(What to work on) For the records below, output each line exactly as it appears, from the first through the line with "In this exercise you will label every instance of the line".

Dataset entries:
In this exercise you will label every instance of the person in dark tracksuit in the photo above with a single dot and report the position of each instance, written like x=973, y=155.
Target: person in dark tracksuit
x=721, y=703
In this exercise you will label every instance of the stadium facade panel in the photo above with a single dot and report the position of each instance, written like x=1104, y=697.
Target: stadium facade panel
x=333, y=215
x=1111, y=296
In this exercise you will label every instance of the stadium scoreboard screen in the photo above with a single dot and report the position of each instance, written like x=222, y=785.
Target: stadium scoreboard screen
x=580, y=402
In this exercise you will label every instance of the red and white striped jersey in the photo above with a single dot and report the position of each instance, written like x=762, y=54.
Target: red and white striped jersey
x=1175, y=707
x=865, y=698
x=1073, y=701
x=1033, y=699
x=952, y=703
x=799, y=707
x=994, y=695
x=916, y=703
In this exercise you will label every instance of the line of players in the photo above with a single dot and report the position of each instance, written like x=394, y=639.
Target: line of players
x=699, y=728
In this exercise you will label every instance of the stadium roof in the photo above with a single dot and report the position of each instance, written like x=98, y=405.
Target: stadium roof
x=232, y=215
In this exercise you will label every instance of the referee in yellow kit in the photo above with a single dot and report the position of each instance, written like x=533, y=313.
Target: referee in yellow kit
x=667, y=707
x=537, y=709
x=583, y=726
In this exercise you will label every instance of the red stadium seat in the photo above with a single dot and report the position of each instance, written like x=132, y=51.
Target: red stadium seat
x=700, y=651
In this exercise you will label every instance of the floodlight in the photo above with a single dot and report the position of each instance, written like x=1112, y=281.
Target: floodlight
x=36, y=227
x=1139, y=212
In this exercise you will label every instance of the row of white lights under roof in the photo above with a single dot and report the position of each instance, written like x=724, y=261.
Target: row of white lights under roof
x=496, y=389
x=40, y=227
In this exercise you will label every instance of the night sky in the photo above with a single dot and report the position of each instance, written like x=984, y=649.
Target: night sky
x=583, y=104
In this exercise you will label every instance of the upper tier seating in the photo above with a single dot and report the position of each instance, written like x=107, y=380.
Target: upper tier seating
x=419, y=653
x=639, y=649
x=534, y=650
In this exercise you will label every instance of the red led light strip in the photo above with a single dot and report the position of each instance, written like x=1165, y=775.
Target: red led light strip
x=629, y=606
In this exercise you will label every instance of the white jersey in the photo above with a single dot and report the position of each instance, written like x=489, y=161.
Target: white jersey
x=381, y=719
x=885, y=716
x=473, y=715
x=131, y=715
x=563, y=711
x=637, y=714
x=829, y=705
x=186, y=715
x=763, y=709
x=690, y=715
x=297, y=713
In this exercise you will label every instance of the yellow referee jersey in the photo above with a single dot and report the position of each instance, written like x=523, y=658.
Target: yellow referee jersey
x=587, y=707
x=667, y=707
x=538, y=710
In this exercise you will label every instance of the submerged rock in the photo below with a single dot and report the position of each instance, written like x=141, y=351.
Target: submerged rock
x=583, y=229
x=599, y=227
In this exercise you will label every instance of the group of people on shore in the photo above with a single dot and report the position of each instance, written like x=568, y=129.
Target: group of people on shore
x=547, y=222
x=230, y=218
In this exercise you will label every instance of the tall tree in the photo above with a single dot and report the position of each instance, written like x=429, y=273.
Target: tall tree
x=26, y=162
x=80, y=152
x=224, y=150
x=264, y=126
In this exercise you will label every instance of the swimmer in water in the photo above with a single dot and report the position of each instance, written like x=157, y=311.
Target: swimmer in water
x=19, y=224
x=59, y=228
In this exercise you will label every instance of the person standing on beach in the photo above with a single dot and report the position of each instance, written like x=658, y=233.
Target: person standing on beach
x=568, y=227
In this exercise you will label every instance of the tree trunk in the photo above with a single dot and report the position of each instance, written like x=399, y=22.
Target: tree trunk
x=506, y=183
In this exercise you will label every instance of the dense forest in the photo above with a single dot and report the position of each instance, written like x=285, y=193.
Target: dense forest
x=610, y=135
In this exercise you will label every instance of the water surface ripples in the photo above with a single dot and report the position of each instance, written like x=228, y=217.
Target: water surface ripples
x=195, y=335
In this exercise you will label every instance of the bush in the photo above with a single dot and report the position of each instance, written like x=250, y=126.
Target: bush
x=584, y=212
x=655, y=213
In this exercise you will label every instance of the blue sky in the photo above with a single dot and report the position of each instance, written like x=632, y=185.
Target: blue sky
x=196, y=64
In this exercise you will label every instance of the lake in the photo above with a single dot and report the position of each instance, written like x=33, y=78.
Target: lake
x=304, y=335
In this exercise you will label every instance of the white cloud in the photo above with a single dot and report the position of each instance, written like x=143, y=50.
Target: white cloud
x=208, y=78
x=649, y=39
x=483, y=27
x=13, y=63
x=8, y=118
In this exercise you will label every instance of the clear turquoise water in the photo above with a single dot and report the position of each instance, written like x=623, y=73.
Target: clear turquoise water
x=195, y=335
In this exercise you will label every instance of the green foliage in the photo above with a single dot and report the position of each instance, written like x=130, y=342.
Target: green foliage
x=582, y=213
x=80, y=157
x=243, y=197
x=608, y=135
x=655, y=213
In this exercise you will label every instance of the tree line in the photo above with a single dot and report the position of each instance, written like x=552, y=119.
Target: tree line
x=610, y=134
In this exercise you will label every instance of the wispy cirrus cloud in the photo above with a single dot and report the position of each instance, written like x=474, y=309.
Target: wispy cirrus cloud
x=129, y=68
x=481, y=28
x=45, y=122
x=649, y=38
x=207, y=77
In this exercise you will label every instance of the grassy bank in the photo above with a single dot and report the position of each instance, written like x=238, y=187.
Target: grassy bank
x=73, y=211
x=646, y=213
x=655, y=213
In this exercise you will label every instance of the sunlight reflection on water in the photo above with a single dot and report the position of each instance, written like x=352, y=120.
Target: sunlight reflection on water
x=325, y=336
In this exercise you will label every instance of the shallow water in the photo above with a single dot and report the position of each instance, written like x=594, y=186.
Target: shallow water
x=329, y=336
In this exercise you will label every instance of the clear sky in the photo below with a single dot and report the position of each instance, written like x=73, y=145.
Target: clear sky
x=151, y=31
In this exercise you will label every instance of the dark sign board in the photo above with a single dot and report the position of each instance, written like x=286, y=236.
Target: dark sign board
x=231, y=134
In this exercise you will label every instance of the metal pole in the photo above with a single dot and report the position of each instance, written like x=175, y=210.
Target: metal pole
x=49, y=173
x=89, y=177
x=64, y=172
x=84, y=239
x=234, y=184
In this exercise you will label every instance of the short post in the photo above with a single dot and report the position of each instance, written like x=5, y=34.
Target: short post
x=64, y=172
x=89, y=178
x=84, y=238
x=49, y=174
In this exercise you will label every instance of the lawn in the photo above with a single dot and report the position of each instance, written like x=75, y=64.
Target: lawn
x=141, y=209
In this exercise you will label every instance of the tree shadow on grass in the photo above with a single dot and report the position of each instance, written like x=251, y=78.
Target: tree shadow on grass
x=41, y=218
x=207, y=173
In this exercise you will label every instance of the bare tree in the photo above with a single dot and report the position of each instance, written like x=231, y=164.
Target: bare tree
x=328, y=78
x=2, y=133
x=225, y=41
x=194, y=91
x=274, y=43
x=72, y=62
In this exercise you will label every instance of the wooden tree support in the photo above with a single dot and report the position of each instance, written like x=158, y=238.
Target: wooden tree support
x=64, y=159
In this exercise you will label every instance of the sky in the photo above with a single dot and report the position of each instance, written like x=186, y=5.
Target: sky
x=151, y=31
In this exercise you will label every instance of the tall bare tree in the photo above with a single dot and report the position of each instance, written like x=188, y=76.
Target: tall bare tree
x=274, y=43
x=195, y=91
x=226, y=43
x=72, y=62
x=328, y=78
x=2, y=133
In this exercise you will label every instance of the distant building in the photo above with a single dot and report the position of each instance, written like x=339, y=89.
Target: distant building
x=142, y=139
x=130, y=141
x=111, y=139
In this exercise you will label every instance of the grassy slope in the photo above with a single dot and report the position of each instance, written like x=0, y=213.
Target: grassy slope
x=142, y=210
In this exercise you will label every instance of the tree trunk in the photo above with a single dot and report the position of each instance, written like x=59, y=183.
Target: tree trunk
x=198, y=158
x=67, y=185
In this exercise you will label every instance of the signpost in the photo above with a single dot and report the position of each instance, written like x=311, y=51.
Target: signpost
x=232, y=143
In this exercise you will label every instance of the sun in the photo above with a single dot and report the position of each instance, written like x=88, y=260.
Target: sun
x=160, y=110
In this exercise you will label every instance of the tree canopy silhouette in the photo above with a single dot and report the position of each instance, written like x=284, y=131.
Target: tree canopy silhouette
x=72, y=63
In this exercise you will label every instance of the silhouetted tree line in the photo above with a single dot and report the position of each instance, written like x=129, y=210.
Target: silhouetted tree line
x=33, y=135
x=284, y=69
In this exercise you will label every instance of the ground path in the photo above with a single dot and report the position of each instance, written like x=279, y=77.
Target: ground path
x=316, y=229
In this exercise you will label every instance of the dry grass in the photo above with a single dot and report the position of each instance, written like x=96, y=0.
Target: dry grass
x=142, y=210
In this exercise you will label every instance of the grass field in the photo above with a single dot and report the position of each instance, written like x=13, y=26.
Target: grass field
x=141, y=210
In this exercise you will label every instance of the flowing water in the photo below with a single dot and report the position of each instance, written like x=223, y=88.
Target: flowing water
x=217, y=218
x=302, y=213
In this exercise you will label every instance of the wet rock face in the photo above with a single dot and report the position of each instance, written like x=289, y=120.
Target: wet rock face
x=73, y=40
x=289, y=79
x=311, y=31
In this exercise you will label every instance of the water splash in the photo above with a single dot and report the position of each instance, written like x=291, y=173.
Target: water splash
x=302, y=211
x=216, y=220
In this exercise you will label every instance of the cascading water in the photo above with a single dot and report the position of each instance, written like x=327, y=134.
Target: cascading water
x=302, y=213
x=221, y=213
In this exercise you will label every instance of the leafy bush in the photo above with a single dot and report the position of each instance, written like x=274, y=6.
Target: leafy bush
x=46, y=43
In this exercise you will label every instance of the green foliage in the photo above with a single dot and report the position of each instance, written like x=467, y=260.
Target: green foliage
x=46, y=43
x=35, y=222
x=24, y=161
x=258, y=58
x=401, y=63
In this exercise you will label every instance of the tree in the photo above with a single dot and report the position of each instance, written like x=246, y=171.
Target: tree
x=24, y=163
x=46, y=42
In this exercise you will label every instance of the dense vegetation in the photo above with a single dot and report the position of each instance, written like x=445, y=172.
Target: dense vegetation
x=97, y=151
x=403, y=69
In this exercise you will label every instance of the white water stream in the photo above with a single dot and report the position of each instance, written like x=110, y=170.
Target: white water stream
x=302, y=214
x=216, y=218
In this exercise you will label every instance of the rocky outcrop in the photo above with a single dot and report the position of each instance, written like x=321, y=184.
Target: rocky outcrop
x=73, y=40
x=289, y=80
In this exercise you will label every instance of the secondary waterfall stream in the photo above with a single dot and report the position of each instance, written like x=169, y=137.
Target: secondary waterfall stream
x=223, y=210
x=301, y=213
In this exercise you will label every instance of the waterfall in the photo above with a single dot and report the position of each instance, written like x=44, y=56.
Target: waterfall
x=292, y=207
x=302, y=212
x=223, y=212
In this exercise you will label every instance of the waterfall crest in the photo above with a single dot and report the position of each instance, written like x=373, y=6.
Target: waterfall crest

(Completed exercise)
In this exercise you will label every instance of the person in dark tracksuit in the photo above with a single dot and report the position of each instance, written like x=973, y=155.
Target: person in dark tracksuit
x=721, y=703
In this exercise you will label every instance of the stadium facade panel in the photo above with a single dot and report the position of each instance, written like x=1104, y=697.
Target: stadium facade panel
x=333, y=215
x=1111, y=296
In this exercise you will label every instance of the stadium scoreboard screen in the photo above with a single dot and report the position of each instance, written like x=222, y=785.
Target: stadium scoreboard screen
x=580, y=402
In this exercise you will label every instance of the red and white striped jersey in the photo above with a single dot and report the position of each instance, written like x=762, y=54.
Target: red and white striped jersey
x=1175, y=707
x=865, y=698
x=1073, y=701
x=1033, y=699
x=952, y=703
x=799, y=707
x=994, y=695
x=916, y=703
In this exercise you will label every instance of the line of players in the photo above with a single dot and report the position of each instance, written like x=394, y=639.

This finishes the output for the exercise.